(The request):
Pick out every line of the material below that contains the string "wheel", matching case exactly, and copy each one.

======== Excerpted records ========

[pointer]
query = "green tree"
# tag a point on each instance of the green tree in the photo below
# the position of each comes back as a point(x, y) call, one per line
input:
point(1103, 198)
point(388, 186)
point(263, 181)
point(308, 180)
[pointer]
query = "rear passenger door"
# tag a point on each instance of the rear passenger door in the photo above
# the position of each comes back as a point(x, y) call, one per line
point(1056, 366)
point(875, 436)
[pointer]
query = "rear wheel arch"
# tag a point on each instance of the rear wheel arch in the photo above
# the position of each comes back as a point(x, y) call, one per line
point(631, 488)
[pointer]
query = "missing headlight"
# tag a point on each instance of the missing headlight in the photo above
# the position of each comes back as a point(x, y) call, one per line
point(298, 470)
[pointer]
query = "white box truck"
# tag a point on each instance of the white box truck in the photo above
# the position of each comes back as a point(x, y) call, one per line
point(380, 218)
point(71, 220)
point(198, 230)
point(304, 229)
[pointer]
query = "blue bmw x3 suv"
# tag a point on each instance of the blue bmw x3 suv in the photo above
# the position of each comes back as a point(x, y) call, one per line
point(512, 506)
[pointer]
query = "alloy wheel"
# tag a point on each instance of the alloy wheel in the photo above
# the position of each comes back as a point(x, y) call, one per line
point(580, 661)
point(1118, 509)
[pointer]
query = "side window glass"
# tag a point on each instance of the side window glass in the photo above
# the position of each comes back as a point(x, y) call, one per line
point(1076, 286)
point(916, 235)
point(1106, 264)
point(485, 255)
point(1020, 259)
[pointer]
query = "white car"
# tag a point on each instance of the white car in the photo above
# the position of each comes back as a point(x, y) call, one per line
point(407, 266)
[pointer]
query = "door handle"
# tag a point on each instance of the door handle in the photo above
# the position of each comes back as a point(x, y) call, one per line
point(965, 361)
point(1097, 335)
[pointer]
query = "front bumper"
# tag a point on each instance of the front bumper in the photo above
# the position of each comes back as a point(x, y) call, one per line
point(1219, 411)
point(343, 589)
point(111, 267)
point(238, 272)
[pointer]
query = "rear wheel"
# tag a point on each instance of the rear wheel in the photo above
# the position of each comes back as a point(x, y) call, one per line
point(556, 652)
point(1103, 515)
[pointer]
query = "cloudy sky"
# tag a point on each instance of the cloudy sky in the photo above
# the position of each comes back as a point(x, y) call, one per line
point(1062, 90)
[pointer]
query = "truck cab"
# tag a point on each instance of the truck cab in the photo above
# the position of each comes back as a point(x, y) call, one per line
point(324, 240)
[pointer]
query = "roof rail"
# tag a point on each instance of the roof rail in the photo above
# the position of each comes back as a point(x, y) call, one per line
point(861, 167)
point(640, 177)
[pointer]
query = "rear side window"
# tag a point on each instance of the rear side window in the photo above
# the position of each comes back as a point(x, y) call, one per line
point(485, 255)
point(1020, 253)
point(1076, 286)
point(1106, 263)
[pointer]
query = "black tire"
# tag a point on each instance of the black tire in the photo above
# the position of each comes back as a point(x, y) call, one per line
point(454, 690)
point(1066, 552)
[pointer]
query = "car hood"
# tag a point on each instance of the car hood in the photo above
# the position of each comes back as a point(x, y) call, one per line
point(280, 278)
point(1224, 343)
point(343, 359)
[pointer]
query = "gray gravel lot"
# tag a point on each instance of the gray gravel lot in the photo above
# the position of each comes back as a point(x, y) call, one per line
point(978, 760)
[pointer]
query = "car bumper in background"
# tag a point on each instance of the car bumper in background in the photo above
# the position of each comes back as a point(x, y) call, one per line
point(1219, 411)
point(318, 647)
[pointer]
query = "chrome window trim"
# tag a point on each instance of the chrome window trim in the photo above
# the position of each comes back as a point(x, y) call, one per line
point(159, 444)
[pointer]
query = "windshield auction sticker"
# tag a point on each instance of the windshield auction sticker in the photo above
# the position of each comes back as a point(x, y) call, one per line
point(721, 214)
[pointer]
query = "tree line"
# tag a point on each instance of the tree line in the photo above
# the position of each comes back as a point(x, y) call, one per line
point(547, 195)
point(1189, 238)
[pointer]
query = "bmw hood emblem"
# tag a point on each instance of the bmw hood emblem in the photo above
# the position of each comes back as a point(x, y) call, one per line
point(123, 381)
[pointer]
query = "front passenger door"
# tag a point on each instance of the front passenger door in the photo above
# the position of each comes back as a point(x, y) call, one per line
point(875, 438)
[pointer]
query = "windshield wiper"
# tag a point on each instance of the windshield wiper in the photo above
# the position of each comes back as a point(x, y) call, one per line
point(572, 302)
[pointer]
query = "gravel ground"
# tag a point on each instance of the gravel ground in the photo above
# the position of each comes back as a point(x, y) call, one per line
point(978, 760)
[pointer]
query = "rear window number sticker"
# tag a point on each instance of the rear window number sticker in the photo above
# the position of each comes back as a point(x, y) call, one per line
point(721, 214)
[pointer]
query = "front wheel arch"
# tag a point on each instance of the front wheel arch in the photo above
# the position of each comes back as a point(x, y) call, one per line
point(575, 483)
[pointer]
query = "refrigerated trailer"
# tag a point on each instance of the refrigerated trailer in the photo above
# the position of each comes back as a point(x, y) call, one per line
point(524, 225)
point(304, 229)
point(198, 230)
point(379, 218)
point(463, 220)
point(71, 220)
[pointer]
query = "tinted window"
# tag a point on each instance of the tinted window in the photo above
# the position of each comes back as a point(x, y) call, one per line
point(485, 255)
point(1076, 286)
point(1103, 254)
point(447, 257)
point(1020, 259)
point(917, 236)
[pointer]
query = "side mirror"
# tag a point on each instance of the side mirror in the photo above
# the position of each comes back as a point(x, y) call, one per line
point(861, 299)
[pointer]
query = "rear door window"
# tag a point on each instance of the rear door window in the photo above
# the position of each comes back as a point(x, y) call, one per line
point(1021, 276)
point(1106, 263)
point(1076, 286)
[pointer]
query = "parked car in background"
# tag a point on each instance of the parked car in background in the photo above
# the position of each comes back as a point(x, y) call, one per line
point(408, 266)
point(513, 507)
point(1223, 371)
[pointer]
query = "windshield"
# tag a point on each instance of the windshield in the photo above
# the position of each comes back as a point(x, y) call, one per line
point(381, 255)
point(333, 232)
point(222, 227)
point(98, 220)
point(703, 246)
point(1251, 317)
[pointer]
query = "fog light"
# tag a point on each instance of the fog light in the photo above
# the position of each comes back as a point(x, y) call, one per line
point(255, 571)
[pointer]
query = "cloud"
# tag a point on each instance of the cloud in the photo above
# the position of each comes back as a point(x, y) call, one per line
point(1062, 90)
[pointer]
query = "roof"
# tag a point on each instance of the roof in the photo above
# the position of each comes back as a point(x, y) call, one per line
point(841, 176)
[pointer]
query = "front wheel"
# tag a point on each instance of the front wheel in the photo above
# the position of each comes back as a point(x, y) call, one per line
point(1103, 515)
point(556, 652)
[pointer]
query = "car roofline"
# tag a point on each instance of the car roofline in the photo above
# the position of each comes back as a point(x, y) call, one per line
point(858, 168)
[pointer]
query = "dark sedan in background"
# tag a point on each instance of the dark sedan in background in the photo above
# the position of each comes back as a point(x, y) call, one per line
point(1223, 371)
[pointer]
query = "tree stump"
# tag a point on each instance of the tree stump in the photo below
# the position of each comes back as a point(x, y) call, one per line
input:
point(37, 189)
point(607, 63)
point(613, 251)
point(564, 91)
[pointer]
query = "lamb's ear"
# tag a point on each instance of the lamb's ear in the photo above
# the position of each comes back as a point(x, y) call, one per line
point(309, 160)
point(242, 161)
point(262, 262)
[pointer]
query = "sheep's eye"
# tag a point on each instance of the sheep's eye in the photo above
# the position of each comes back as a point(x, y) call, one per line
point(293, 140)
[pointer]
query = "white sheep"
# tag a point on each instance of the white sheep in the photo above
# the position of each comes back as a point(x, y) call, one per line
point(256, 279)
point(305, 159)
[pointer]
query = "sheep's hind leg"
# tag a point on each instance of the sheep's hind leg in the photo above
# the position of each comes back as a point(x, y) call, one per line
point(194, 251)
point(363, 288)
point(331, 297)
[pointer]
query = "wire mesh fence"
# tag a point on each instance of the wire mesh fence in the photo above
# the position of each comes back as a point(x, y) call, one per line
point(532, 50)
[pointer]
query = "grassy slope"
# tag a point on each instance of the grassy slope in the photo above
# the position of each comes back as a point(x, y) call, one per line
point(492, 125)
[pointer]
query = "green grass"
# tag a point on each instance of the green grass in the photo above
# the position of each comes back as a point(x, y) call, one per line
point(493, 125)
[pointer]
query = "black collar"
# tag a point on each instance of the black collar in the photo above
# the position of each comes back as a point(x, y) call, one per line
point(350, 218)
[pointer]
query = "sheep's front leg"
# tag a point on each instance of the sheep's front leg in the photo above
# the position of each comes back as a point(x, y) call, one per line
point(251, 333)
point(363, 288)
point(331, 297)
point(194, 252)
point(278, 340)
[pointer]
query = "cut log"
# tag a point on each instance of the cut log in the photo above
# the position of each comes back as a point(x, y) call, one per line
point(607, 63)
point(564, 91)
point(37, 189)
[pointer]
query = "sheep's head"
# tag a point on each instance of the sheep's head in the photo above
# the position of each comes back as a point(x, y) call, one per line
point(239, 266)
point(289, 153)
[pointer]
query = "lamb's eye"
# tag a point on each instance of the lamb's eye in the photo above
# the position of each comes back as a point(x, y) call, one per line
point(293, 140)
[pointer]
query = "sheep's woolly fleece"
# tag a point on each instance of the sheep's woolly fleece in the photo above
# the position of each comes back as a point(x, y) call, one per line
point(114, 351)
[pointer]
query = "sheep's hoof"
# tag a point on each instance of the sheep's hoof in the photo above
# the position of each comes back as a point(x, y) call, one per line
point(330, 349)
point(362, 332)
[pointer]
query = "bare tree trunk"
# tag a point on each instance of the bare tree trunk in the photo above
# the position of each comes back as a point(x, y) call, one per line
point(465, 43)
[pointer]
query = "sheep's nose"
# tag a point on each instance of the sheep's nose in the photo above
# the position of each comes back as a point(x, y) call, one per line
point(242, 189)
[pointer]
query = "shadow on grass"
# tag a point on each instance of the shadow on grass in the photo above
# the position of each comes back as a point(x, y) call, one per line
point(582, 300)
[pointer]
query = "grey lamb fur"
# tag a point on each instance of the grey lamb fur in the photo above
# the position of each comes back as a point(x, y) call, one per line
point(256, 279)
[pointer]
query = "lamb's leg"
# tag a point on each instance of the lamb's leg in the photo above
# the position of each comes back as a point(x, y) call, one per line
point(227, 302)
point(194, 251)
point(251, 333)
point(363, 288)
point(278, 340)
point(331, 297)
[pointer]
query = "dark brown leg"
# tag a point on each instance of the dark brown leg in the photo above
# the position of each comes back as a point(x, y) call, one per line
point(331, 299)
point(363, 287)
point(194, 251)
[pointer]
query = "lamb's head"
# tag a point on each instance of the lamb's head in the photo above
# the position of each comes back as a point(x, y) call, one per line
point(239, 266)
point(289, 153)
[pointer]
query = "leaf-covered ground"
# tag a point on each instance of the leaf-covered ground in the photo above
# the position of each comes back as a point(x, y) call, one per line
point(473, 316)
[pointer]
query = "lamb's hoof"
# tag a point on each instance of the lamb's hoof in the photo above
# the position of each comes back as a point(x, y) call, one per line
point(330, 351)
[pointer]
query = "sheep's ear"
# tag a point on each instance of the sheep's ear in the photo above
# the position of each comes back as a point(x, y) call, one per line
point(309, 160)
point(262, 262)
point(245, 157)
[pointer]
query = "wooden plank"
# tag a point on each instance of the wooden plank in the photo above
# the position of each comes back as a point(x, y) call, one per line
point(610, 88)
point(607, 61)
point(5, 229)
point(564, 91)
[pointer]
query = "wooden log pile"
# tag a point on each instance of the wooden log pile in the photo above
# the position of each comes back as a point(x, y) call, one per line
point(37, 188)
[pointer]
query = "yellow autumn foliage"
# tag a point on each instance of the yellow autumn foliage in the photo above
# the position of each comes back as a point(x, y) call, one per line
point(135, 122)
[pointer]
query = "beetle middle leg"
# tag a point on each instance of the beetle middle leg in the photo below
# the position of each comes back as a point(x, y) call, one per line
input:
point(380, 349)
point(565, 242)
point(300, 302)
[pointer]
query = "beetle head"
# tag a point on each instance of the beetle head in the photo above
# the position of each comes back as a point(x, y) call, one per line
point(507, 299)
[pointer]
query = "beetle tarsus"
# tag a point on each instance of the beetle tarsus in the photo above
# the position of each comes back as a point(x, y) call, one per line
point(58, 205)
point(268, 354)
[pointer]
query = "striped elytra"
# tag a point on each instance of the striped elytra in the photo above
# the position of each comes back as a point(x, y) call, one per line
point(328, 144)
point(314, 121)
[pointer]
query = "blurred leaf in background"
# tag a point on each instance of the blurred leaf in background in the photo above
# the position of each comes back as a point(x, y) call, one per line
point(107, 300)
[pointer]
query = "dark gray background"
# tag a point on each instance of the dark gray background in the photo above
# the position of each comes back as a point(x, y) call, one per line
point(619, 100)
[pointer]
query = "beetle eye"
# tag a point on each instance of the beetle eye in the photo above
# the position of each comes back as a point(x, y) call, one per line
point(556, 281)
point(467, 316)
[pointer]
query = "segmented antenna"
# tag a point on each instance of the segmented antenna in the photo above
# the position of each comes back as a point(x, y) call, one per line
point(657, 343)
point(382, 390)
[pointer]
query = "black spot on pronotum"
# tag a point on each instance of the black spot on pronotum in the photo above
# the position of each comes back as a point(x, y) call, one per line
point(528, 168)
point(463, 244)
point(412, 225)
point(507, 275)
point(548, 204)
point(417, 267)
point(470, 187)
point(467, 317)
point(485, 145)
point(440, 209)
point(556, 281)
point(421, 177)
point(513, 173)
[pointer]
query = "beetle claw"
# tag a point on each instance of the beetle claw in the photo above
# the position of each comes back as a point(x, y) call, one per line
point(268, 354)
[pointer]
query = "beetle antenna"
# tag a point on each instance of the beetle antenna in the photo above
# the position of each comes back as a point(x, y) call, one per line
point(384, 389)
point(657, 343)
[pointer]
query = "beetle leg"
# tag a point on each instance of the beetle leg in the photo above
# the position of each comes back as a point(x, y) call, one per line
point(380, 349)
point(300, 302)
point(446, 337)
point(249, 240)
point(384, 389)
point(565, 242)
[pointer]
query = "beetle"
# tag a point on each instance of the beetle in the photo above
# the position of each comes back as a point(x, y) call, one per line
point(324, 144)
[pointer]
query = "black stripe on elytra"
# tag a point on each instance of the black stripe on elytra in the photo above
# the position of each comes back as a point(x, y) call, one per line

========

(Reply to the task):
query = "rear wheel arch"
# tag a point on each instance of the rear wheel arch in the photo above
query = "alloy wheel"
# tag a point on each instance of the alloy wheel in the photo above
query = "rear wheel"
# tag a point on each instance of the rear wheel in the photo above
query = "front wheel arch"
# tag a point on each instance of the front wheel arch in the photo above
query = "front wheel"
# tag a point on each instance of the front wheel in the photo above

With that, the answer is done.